### Esercizi
1. Ricopia fedelmente il brano del testo sul lavoro dei medici che si apre con le parole "Dal punto di" e si chiude con "del Recovery Fund.".
2. Elenca gli ambiti su cui, secondo il testo sul lavoro dei medici, l'esistenza del SSN e dei suoi operatori ha oggi implicazioni.
3. Rispondi alle seguenti domande sul testo sul lavoro dei medici.
(a) Da almeno quanti anni i medici ospedalieri rivendicavano di essere sotto organico?
(b) A quale tipo di prova sono state sottoposte le strutture sanitarie?
(c) Oltre quali finanziamenti deve andare la riforma strutturale?

Quanto vale, oggi, il lavoro di un medico impegnato in prima linea ad affrontare la pandemia all’interno di una struttura territoriale o ospedaliera? Qual è il reale valore economico e sociale di una professione a cui si chiede il massimo livello di specializzazione ma, al tempo stesso, la si espone a sempre maggiori rischi sia in termini di tutela personale che legale? Qual è il livello di burnout cui sono sottoposti i medici italiani in questo contesto? Come incide la performance del professionista a difesa della salute del cittadino in una condizione di stress lavoro-correlato? In altre parole, quale è il vero “rating” di un medico che lavora in ospedale?
Un anno fa le risposte sarebbero state molto diverse da quelle di oggi. La pandemia ha scatenato un’ondata di rivalutazione reputazionale senza precedenti verso i medici e le professioni sanitarie, soprattutto sulle specializzazioni che si sono rivelate più necessarie sul campo, sia alla luce dell’importanza oggettiva delle loro competenze che per l’incondizionata ed evidente dedizione al proprio lavoro. Non che questi elementi non vi fossero prima, anzi. I medici del Sistema sanitario nazionale, e i medici ospedalieri in particolare, erano almeno dieci anni che rivendicavano, e rivendicano tutt’ora, di essere sotto organico, di essere privi di adeguate tutele contrattuali e professionali e di dover coprire con turni massacranti le carenze organizzative delle strutture. Il Covid ha esasperato tutto accendendo i riflettori sui mali che da tempo venivano denunciati, tentando di essere ascoltati al di fuori dei circuiti informativi degli addetti ai lavori.
Dal punto di vista reputazionale, non c’è dubbio che l’emergenza abbia temporaneamente ribaltato la prospettiva: il SSN e i suoi operatori sono diventati eroi con un ruolo di assoluta centralità nel nostro Paese, la loro esistenza ha oggi implicazioni sul mondo del lavoro e sul tessuto economico, sul PIL e sulle prospettive di ripresa. Ma questa è solo una parte, neanche tanto consolatoria, della storia. La realtà è che le nostre strutture sanitarie hanno subito un vero e proprio stress test che ha messo a nudo punti di forza e di debolezza ben noti, ma che è servita a stimolare finalmente quel necessario dibattito sul futuro della sanità italiana. Il tema ora è che qualunque intervento non deve operare una semplice manutenzione o gestione di un assetto emergenziale, ma incidere con una vera riforma strutturale che vada oltre i finanziamenti del MES o del Recovery Fund.

### Righe elencate
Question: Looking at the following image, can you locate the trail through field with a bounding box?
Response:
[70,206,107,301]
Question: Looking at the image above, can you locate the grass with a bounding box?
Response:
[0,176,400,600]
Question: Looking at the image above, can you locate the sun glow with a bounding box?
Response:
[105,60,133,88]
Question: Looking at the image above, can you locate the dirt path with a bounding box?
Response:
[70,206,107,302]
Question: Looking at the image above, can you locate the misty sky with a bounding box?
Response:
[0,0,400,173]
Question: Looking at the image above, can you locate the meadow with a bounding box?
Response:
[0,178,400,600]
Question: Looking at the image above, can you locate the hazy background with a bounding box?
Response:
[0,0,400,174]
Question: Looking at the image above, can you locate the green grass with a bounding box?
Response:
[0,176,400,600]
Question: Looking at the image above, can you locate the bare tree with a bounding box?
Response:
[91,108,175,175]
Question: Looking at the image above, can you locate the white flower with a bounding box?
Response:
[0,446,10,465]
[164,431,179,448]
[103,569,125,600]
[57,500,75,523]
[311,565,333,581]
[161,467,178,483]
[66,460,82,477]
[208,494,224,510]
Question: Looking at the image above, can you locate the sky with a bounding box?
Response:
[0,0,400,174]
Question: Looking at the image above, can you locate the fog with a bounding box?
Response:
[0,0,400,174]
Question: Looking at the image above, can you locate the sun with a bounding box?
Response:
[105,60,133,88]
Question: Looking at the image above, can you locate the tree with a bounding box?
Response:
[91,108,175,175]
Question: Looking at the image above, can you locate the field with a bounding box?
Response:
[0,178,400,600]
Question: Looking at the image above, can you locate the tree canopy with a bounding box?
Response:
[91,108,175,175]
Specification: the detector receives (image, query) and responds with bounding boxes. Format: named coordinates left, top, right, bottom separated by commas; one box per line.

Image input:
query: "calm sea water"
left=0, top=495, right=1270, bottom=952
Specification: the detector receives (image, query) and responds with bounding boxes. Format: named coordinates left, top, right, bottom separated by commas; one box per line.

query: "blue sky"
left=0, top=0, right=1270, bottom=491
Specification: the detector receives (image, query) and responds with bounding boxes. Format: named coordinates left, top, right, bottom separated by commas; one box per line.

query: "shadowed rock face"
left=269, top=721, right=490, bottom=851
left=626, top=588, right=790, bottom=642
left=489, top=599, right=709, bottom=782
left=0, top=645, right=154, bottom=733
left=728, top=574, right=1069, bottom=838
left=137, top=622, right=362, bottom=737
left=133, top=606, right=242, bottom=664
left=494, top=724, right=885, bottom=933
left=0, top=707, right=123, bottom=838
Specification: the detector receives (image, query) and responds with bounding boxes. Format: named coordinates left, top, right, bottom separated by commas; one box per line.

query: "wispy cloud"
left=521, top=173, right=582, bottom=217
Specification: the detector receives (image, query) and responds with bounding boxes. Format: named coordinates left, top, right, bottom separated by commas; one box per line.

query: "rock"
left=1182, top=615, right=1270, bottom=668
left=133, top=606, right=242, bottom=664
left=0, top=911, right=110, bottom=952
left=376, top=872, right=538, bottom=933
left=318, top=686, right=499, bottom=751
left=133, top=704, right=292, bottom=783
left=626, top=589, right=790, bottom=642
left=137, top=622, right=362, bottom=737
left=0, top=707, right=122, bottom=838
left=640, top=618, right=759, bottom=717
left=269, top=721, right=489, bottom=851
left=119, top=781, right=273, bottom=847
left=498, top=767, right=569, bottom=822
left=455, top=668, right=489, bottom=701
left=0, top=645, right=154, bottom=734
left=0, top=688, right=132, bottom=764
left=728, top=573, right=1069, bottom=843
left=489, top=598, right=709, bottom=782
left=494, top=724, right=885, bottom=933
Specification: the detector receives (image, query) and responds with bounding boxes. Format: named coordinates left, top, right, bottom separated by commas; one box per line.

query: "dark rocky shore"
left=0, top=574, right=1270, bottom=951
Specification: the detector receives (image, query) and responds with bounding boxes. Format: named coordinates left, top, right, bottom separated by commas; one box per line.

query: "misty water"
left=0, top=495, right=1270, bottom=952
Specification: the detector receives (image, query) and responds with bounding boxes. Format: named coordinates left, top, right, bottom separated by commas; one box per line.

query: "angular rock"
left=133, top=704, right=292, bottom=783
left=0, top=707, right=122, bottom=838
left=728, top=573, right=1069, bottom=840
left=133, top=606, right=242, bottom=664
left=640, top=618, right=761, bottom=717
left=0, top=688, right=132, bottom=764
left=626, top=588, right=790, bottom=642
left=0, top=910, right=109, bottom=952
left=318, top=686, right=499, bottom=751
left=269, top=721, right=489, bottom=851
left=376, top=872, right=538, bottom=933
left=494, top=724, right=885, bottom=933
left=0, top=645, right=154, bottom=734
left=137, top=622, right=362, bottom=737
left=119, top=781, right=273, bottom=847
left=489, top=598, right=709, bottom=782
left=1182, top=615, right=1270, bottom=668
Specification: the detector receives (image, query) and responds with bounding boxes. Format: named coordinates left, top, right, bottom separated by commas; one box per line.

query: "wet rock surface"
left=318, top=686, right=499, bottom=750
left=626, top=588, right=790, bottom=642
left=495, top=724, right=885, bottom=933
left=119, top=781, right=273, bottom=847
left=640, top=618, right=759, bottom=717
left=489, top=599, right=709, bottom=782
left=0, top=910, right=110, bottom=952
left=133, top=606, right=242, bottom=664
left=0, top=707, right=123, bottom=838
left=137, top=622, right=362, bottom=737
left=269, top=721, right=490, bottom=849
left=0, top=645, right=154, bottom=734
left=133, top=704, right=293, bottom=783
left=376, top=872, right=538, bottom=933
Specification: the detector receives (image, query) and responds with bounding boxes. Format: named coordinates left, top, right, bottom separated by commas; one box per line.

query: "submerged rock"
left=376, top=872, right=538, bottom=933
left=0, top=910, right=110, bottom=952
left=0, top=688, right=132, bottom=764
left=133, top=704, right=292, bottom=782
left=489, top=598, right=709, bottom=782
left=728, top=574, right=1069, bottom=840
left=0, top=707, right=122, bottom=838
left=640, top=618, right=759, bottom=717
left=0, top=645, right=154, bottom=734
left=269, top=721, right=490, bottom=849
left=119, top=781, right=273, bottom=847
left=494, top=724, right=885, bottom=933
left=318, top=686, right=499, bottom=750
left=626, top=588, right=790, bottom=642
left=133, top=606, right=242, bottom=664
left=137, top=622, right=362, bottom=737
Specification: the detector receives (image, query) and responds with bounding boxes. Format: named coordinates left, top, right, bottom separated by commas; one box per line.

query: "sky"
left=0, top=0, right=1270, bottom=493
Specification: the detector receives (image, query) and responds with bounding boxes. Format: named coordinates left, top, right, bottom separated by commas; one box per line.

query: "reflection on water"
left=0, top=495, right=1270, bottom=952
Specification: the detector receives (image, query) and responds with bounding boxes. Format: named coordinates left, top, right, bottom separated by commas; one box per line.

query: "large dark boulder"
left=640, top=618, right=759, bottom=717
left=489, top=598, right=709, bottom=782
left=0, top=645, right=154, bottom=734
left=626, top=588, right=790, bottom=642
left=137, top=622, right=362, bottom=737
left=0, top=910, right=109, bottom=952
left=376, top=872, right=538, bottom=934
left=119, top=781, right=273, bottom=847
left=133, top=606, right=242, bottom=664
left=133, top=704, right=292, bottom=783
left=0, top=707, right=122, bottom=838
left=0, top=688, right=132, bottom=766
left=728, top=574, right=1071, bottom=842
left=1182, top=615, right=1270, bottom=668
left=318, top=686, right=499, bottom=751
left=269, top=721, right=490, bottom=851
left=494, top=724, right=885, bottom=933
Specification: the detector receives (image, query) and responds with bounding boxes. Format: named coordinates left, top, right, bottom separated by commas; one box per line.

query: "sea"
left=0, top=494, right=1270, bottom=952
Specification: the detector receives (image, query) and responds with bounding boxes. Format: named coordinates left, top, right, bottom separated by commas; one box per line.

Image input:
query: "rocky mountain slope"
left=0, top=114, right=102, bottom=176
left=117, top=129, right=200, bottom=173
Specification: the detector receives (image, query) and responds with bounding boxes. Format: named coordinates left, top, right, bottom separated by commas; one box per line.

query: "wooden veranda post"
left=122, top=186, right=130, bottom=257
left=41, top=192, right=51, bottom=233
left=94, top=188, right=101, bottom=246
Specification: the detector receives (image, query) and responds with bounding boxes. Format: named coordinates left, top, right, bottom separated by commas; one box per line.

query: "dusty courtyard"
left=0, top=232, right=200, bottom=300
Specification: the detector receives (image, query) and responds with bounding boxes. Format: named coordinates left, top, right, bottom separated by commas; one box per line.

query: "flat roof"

### Soluzioni
1.
Dal punto di vista reputazionale, non c’è dubbio che l’emergenza abbia temporaneamente ribaltato la prospettiva: il SSN e i suoi operatori sono diventati eroi con un ruolo di assoluta centralità nel nostro Paese, la loro esistenza ha oggi implicazioni sul mondo del lavoro e sul tessuto economico, sul PIL e sulle prospettive di ripresa. Ma questa è solo una parte, neanche tanto consolatoria, della storia. La realtà è che le nostre strutture sanitarie hanno subito un vero e proprio stress test che ha messo a nudo punti di forza e di debolezza ben noti, ma che è servita a stimolare finalmente quel necessario dibattito sul futuro della sanità italiana. Il tema ora è che qualunque intervento non deve operare una semplice manutenzione o gestione di un assetto emergenziale, ma incidere con una vera riforma strutturale che vada oltre i finanziamenti del MES o del Recovery Fund.

2. il mondo del lavoro; il tessuto economico; il PIL; le prospettive di ripresa

3.
(a) Da almeno dieci anni.
(b) A un vero e proprio stress test.
(c) Oltre i finanziamenti del MES o del Recovery Fund.